EXERCISE INPUT
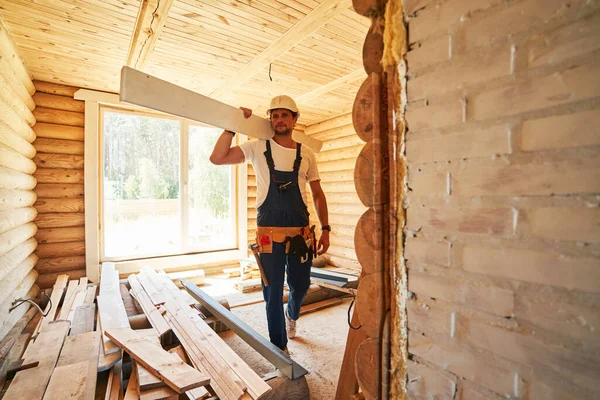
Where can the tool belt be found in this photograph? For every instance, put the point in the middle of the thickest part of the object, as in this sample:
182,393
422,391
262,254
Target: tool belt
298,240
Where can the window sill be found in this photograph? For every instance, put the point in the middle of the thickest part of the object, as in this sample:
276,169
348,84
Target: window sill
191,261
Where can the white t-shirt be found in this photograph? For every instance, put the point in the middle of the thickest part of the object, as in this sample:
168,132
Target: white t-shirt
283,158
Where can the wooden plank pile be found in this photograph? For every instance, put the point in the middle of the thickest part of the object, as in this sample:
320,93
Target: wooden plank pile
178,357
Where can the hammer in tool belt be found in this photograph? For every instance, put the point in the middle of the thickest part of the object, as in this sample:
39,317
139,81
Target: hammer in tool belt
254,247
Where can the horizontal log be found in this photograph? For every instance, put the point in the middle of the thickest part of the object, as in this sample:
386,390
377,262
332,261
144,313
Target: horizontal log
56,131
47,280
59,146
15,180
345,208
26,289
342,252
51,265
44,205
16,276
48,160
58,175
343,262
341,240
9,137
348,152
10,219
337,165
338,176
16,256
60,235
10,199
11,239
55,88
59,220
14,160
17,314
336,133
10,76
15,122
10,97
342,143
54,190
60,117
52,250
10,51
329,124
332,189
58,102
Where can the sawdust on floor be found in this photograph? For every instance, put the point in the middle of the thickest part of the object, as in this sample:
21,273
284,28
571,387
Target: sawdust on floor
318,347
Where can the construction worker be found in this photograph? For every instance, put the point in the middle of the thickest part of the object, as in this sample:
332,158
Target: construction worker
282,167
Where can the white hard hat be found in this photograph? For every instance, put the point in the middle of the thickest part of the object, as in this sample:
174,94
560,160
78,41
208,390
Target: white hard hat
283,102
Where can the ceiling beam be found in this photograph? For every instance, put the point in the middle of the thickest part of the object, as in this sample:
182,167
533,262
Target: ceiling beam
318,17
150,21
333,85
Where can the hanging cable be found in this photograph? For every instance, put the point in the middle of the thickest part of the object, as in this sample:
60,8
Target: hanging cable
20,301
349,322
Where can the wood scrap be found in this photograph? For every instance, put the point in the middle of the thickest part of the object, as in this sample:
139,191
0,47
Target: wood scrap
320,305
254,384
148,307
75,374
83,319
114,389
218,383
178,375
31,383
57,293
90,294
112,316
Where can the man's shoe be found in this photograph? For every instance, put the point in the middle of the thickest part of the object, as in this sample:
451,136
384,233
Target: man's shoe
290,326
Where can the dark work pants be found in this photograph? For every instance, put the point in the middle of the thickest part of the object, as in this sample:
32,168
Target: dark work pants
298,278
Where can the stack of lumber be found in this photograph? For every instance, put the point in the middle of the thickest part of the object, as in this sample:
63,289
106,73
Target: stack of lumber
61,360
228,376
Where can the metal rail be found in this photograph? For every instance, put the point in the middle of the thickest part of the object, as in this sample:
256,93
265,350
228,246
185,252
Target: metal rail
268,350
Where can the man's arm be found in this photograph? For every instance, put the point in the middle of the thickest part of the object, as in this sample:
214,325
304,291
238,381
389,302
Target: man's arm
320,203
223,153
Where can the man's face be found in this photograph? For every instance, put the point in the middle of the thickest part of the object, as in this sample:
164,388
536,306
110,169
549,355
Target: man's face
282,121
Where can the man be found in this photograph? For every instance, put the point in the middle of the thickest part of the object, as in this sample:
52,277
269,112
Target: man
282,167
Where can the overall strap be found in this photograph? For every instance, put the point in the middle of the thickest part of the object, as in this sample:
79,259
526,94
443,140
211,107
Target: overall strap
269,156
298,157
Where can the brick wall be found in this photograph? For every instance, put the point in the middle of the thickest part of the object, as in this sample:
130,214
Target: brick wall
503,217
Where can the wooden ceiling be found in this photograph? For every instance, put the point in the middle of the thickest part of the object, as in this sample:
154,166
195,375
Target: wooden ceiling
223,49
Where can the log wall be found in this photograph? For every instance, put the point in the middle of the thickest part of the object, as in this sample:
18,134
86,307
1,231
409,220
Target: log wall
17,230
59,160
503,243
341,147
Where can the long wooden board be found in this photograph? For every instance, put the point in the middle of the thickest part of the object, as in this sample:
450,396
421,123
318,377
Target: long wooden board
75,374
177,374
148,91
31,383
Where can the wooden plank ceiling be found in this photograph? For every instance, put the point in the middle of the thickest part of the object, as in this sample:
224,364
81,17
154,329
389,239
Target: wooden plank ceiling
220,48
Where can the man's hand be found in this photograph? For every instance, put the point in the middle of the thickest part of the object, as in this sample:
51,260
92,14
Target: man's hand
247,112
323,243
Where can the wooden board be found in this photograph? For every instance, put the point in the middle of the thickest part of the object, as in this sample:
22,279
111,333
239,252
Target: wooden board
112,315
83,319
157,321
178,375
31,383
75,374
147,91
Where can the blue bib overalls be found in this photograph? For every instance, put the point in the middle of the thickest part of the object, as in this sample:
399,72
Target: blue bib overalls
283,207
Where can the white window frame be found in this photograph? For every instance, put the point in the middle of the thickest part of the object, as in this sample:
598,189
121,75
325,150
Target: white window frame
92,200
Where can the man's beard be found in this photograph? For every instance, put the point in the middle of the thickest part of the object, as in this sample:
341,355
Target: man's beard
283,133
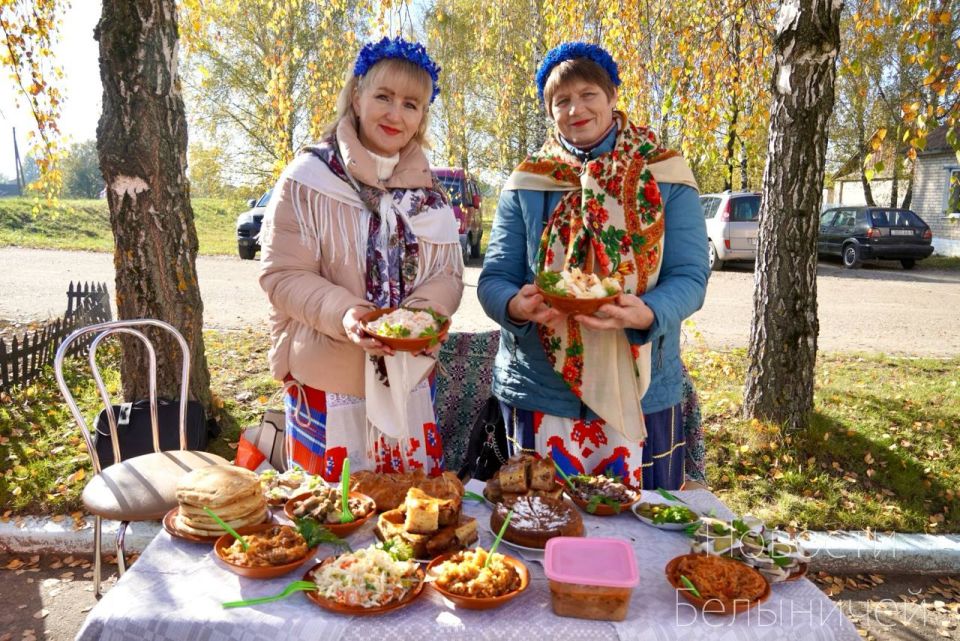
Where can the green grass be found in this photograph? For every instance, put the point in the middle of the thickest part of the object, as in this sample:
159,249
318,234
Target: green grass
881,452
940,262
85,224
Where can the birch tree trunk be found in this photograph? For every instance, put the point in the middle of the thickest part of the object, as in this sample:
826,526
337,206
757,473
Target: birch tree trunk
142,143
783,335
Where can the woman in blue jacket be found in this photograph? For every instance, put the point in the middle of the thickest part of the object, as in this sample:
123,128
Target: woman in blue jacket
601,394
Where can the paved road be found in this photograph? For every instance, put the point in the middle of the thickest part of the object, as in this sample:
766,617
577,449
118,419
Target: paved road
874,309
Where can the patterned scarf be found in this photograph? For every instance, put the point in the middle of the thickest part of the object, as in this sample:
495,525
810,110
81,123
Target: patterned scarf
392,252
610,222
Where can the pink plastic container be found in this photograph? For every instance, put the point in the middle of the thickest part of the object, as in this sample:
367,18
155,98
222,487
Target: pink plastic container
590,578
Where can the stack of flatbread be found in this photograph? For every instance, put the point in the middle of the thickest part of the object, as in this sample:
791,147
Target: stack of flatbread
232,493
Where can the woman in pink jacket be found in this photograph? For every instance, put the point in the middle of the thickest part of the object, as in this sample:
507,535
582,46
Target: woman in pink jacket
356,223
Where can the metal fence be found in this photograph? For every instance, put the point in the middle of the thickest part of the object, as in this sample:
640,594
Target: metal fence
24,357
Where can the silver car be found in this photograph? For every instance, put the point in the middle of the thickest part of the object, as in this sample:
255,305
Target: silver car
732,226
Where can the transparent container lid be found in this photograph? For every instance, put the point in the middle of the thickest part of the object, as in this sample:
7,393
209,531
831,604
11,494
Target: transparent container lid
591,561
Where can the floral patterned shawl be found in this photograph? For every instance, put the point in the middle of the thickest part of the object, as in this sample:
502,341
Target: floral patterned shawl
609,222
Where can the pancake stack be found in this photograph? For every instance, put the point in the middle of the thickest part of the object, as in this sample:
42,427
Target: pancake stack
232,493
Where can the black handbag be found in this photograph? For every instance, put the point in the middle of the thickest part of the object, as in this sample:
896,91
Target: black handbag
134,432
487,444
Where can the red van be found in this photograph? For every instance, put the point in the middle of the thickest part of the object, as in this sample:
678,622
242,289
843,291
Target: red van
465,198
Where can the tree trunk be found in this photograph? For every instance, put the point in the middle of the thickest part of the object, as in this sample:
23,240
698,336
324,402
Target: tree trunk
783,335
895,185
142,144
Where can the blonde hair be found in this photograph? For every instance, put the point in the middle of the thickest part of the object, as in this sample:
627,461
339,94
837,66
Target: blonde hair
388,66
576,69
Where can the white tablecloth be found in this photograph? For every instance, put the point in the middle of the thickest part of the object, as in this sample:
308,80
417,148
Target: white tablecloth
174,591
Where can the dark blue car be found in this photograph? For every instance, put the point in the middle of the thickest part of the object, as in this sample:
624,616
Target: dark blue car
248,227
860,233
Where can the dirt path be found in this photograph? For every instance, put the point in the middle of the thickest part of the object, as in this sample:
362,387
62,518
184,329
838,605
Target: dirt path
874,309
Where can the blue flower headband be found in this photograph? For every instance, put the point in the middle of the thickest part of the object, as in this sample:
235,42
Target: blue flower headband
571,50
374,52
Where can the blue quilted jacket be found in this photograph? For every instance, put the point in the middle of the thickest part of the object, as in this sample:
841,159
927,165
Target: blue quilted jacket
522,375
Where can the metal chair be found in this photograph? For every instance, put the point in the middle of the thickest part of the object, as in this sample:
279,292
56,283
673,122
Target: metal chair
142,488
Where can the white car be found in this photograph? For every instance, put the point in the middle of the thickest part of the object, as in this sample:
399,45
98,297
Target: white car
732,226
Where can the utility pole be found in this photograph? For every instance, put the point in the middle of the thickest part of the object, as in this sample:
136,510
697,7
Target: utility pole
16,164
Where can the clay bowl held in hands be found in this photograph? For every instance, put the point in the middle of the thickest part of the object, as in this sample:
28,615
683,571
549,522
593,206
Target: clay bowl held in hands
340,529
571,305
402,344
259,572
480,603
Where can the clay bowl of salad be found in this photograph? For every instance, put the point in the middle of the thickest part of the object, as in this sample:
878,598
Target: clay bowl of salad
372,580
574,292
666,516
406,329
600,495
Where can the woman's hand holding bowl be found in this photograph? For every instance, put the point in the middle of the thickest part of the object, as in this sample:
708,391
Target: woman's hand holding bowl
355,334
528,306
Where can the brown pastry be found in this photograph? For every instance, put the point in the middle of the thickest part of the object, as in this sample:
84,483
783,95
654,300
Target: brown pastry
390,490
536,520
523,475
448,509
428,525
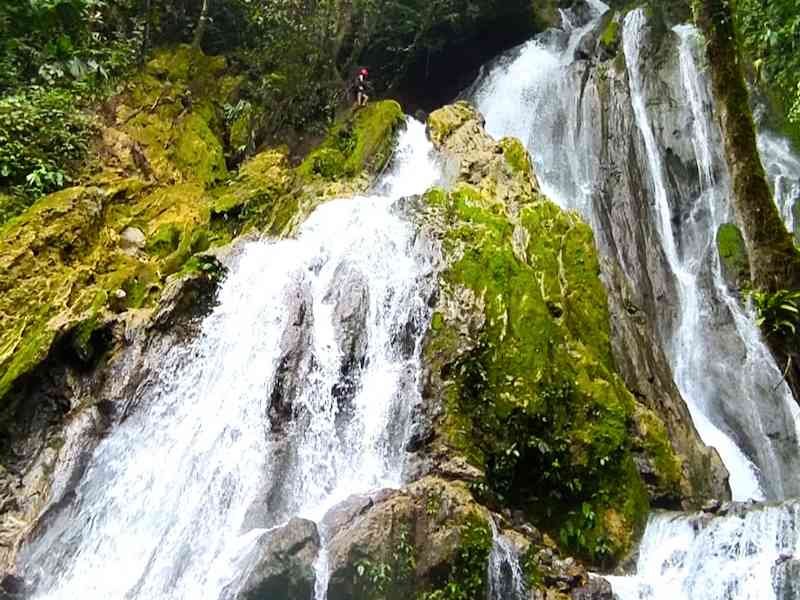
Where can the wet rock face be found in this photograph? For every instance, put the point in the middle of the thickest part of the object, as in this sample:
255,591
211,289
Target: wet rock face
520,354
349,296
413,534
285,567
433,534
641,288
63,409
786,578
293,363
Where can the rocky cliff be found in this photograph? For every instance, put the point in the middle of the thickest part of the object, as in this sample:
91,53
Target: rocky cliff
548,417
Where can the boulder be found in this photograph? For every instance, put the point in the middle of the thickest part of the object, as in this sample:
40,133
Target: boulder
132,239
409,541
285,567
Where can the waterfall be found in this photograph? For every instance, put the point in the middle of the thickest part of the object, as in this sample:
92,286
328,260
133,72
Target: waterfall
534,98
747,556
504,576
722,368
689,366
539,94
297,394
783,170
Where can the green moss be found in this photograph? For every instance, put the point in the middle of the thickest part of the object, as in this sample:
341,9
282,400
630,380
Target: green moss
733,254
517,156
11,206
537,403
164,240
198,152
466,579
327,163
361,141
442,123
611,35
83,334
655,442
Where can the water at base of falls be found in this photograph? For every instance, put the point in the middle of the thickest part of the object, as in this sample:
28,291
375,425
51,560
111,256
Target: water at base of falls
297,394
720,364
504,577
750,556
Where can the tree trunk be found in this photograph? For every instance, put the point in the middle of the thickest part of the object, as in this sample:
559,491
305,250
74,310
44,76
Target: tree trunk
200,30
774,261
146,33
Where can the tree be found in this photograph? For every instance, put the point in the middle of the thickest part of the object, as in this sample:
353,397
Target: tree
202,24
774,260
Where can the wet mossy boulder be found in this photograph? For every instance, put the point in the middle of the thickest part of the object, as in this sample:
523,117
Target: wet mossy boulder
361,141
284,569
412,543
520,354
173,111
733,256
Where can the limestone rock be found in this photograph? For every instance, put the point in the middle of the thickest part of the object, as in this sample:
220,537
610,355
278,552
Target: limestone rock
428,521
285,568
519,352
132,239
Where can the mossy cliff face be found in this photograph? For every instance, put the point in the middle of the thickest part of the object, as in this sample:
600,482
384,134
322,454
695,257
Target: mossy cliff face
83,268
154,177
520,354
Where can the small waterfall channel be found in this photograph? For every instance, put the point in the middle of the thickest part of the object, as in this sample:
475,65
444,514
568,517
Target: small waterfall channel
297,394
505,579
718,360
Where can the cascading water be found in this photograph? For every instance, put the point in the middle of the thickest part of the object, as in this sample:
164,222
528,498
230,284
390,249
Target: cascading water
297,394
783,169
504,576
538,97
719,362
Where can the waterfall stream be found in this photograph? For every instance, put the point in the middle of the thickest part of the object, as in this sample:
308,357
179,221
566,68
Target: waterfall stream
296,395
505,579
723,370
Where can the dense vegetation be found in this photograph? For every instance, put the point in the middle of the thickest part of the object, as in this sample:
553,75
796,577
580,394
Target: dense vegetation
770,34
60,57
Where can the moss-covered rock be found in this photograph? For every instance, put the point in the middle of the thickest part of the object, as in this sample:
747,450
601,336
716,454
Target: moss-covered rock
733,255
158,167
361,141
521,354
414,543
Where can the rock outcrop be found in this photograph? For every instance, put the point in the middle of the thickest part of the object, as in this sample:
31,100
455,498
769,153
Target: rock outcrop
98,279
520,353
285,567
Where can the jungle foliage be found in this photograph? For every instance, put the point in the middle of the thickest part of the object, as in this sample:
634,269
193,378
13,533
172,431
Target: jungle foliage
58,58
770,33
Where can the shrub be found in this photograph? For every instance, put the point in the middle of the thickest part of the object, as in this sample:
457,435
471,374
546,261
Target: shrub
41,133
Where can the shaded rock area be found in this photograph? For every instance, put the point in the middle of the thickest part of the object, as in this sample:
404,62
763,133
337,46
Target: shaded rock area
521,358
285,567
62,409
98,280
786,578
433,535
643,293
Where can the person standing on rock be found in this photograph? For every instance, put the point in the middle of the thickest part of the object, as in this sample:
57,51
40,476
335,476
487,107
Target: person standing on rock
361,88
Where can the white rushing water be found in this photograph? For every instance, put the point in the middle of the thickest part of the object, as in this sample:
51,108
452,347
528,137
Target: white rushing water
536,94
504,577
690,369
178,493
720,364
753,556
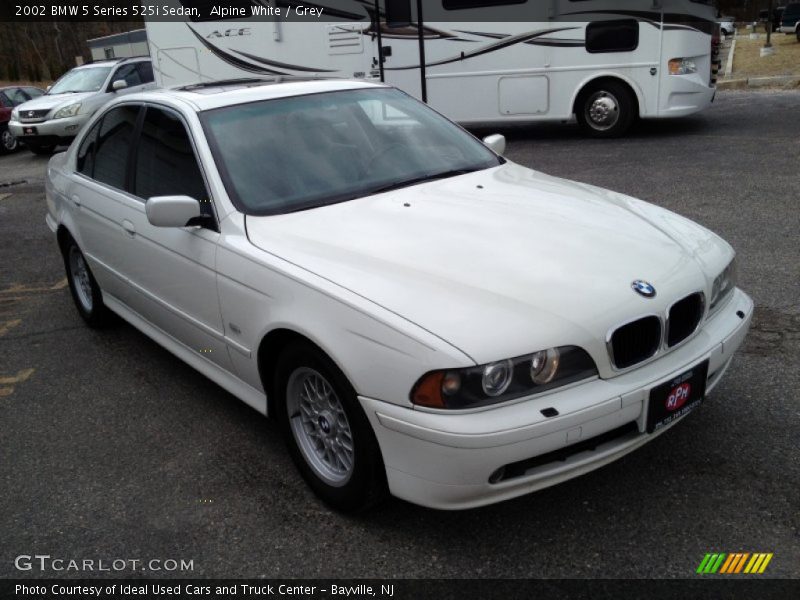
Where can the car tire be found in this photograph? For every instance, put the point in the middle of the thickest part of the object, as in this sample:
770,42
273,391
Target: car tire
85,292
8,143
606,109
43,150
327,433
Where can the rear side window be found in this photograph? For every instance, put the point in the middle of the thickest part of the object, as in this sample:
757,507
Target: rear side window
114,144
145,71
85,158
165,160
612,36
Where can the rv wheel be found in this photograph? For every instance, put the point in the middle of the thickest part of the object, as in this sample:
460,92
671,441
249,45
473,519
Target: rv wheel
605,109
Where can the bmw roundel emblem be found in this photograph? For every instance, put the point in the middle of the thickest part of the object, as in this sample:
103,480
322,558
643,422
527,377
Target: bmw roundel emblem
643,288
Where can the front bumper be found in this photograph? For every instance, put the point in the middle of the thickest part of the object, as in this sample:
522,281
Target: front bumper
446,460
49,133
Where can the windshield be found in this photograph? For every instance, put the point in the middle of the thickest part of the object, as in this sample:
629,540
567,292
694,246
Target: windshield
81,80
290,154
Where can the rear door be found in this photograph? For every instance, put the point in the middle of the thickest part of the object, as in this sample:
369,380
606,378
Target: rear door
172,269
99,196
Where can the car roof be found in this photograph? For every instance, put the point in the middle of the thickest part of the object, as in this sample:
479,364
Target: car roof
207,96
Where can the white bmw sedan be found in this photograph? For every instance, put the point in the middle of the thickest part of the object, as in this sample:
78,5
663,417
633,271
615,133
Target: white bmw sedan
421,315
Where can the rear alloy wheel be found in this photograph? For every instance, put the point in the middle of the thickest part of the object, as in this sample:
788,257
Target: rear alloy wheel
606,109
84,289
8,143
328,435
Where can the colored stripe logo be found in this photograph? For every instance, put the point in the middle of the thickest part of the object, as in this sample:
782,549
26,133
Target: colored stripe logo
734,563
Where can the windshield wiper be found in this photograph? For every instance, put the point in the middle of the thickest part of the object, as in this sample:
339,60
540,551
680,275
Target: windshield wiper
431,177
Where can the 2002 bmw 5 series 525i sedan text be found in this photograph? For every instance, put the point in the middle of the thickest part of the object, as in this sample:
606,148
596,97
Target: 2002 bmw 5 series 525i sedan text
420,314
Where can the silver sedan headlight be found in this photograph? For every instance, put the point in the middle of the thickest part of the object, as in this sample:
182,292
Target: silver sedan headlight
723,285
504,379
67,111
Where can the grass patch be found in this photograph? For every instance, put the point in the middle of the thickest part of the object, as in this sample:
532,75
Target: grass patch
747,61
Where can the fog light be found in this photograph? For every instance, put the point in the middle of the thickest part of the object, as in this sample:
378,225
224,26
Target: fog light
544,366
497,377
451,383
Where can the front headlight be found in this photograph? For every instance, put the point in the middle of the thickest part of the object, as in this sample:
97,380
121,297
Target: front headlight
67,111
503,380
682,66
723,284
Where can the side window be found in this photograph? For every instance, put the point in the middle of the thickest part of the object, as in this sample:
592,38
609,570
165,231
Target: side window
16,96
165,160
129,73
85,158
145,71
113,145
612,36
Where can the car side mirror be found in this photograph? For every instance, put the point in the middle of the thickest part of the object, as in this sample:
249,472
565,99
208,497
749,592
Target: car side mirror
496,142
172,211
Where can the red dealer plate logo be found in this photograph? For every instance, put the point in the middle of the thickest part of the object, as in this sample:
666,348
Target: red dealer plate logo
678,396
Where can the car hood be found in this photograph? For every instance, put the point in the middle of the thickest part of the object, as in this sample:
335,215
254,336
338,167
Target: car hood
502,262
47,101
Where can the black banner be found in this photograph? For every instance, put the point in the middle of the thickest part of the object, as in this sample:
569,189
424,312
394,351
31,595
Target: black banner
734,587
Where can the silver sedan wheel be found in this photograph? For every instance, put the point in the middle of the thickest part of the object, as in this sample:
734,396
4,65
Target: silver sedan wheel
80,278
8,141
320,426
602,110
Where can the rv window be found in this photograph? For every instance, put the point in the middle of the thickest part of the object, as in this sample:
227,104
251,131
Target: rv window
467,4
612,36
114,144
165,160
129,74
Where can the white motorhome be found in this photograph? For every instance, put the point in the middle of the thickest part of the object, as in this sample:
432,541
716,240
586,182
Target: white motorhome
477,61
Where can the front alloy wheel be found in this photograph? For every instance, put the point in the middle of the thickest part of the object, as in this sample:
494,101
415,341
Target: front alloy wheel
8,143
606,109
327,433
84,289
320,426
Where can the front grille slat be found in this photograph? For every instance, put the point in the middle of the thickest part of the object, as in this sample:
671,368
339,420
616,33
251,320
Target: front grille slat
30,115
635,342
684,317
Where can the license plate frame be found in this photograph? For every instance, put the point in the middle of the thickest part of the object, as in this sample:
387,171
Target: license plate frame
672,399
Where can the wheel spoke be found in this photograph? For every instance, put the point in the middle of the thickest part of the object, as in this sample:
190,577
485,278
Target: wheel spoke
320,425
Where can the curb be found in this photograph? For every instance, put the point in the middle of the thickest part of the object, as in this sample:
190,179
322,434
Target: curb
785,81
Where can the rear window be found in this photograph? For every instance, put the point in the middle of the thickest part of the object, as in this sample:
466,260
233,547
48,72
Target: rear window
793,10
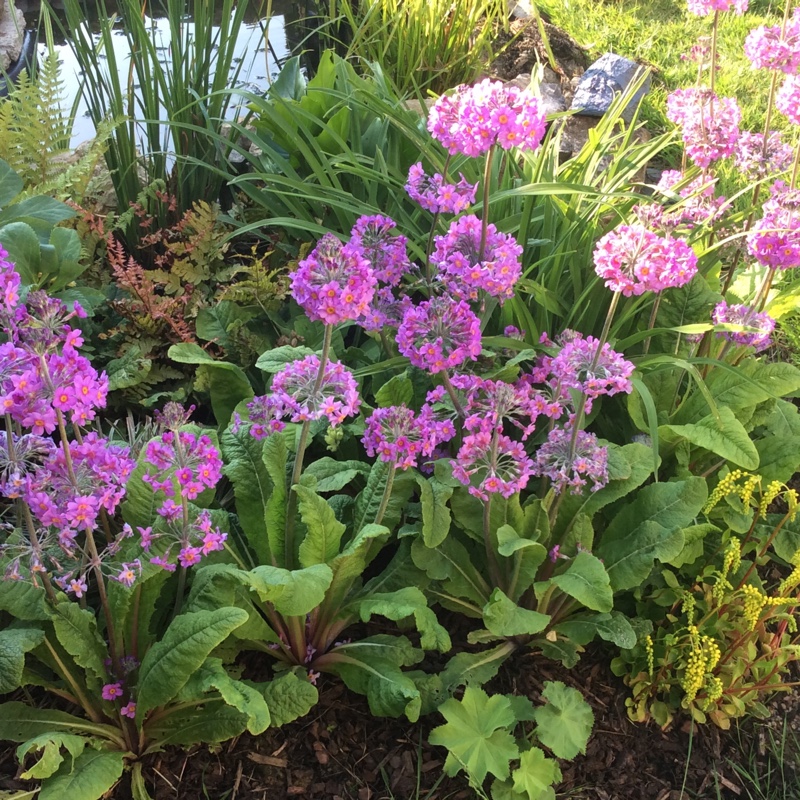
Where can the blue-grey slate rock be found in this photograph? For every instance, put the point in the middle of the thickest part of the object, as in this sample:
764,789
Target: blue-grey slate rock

DIRECTION
Produce an exact copy of only those lines that run from the line with "Where can the curb" to the final line of the records, including both; exclude images.

TASK ANSWER
Where can the curb be found in this photograph? For every instance, put the point in the middle of the thickest part of the object, as in this sample:
190,179
322,434
Target: curb
785,81
Where can the rear window be found in this photograph? For every instance, put the point in the middle of the thickest part of the object, as in this sample:
466,260
233,547
48,72
Target: rear window
793,10
Where can the blue-grey slate rock be found in this photograph? For every instance, put the point in the middle of the thickest part of the object, as in this sample:
764,789
Target: blue-grey slate rock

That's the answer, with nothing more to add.